* _WORK REQUEST_: From the article on Brussels Zone 30 below, copy word for word the passage that begins at the words "The statistics also" and ends after the words "all previous years.".

Three years of Brussels Zone 30: lower speeds and fewer injuries

Three years after the introduction of the 30 km/hour rule in Brussels, Brussels Mobility can only present a fine balance sheet: the introduction of the speed limit has not only led to less noise pollution and a general decrease in average speeds in the capital’s streets but has also reduced the severity of accidents, particularly for pedestrians and car occupants. There will also be 14 new speed cameras at several critical intersections to boost speed checks.

Brussels Mobility measures speed in 80 places, but the cameras used to do this are virtually invisible and separate from checkpoints to avoid “braking for the camera”. Brussels Mobility’s speed measurements show a visible drop in average speed on all roads. For example, motorists’ speed dropped from 27,8 km/hour in 2022 to 26,9 km/hour in 2023.

In Zone 50, converted into Zone 30, the average speed went from 30,7 km/hour in 2022 to 30,1 km/hour in 2023. And in Zone 50, there was a slight decrease from 40,4 km/hour to 39 km/hour.

Fewer casualties

The statistics also show a favorable effect on accidents, with the caveat that figures for 2023 will not be available until the end of February. The number of people injured in the year’s first nine months came to 3 207. This is down from 3 558 wounded in 2022 and 3 350 injured in 2019, the year before Covid-19.

For pedestrians (633, marked in green) and car occupants (762, in blue), the number of casualties was the lowest since 2010, but cyclists (light pink) and users of e-scooters (dark pink) also saw a decline.

However, the increase in the number of cyclists also means that compared with ten years ago, the number of casualties has risen remarkably. A decrease is also observed among motorcyclists (yellow ochre), although this decrease does not apply compared to all previous years.

* _MATERIAL SUPPLIED_:
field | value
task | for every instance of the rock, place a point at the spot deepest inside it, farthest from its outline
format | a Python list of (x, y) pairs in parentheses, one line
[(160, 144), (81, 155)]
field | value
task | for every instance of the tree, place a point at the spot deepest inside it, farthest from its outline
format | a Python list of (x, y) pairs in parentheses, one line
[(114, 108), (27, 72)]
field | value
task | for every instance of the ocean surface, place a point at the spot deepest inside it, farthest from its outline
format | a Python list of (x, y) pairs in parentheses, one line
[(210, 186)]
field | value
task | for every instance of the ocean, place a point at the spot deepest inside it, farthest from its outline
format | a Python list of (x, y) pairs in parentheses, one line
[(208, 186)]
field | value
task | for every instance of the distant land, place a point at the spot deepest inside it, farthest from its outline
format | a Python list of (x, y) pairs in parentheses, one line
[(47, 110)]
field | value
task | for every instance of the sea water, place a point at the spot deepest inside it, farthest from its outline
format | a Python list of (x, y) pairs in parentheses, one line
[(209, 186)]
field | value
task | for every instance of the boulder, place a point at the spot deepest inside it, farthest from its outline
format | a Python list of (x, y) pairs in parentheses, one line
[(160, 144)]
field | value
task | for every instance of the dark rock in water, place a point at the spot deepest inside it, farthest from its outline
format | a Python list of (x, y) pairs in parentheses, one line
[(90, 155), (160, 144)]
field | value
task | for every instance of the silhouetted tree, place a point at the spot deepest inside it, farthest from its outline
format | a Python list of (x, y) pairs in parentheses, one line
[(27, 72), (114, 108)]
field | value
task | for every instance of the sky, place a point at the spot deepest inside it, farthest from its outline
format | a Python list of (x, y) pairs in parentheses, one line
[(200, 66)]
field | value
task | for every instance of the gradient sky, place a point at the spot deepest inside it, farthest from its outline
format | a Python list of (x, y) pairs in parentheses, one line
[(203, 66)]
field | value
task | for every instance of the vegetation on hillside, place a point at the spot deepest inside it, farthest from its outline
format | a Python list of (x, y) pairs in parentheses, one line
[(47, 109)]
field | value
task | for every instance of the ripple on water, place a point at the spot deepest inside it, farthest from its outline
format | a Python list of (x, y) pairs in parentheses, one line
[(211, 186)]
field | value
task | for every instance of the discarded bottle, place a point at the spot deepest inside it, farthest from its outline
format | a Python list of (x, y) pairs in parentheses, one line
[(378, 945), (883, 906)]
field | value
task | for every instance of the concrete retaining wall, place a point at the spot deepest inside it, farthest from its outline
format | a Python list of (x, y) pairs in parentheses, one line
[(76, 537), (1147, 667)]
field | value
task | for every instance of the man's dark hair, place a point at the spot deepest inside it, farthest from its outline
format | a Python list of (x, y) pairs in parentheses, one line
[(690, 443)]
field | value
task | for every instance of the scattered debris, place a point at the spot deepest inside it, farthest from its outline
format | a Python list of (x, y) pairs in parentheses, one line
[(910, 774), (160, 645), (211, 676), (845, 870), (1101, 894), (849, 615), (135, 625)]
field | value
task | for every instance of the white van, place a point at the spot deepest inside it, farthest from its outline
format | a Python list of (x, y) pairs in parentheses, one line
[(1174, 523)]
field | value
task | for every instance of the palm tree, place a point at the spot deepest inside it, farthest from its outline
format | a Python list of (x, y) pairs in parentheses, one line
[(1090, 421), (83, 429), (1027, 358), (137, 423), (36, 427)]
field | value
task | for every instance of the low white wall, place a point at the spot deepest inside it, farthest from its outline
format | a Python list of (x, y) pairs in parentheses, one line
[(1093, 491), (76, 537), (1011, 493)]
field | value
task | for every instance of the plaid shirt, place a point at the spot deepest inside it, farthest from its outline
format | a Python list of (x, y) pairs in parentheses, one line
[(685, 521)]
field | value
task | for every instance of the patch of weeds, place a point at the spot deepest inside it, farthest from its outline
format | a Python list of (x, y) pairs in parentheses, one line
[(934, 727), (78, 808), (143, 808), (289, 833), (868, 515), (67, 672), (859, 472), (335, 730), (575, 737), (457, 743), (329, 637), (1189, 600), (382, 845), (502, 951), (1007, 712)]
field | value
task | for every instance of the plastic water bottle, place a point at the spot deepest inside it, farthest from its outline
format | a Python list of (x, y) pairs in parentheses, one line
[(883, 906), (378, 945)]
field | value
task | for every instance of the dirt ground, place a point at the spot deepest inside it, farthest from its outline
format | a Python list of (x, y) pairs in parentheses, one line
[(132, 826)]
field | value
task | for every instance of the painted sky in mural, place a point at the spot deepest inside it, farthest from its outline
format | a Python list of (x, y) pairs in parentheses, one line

* _ANSWER BOX_:
The statistics also show a favorable effect on accidents, with the caveat that figures for 2023 will not be available until the end of February. The number of people injured in the year’s first nine months came to 3 207. This is down from 3 558 wounded in 2022 and 3 350 injured in 2019, the year before Covid-19.

For pedestrians (633, marked in green) and car occupants (762, in blue), the number of casualties was the lowest since 2010, but cyclists (light pink) and users of e-scooters (dark pink) also saw a decline.

However, the increase in the number of cyclists also means that compared with ten years ago, the number of casualties has risen remarkably. A decrease is also observed among motorcyclists (yellow ochre), although this decrease does not apply compared to all previous years.